Texte à étudier.

^^^^^^^^^^^^^^^^

Pourquoi Jésus affirme-t-il aux Pharisiens qu’ils restent dans leur péché ? Parce qu’en refusant de croire que l’homme guéri l’a été par Dieu, en attribuant cette guérison à l’adversaire, ils se ferment à voir la Résurrection, la victoire de Dieu en un homme crucifié. Ils se ferment à accepter que Dieu soit prêt à se donner ainsi pour que vivent les humains, et par là même, ils se refusent à se laisser entraîner sur ce chemin-là. Ils veulent bien respecter la loi, se perfectionner courageusement dans la mise en œuvre des préceptes les plus compliqués de la loi, mais ils ne sont pas prêts à se laisser entraîner par Dieu dans le mouvement même de Dieu qui s’engage lui-même tout entier pour le salut des humains, qui s’abaisse, qui se mêle à la chair et à l’histoire des humains pour la tirer vers la vie en plénitude. Ainsi, frères et sœurs, peut-il en aller de nous aussi : nous voulons bien regarder Dieu dans les hauteurs mais nous n’acceptons pas qu’il vienne se mêler à notre vie quotidienne, qu’il s’approche de nous et voit nos petites colères, nos grandes rancunes, nos préjugés tenaces. Nous ne sommes pas prêts surtout qu’il nous demande d’aimer ceux et celles que nous n’avons pas l’intention d’aimer. Parfois, pas toujours heureusement, une certaine dévotion, une certaine émotion religieuse s’accompagne d’un certain aveuglement sur ce que Dieu fait réellement. Nous aussi, comme les Pharisiens de jadis, nous pouvons nous diviser quant à ce qui vient de Dieu.

Mais n’oublions pas, frères et sœurs, qu’après le chapitre 9 dont nous avons entendu la lecture, vient le chapitre 10 et toute la suite. Jésus n’en reste pas, même avec les Pharisiens, à ce jugement sur leur enfermement. Pour eux, il va aller au bout de lui-même. Pour eux aussi, il ne va pas se contenter de cracher pour faire de la boue avec le sol, mais il va verser son sang, le laisser jaillir de lui en abondance pour que notre dureté de cœur à tous, celle des Pharisiens et la nôtre, soit dépassée par l’étonnement et l’émerveillement devant ce qu’il donne pour nous, ce qu’il montre de sa disponibilité à se donner pour que nous nous vivions.

^^^^^^^^^^^^^^^^

Enregistrements.
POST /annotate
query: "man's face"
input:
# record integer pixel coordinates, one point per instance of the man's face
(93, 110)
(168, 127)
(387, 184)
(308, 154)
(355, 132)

^^^^^^^^^^^^^^^^

Répondez brièvement à ces questions sur le texte consacré aux Pharisiens :
(a) À qui les Pharisiens attribuent-ils la guérison de l'homme ?
(b) Quel chapitre vient après celui dont la lecture a été entendue ?
(c) Au lieu de seulement cracher pour faire de la boue avec le sol, que va faire Jésus pour les Pharisiens ?

(a) À l'adversaire.
(b) Le chapitre 10.
(c) Il va verser son sang et le laisser jaillir de lui en abondance.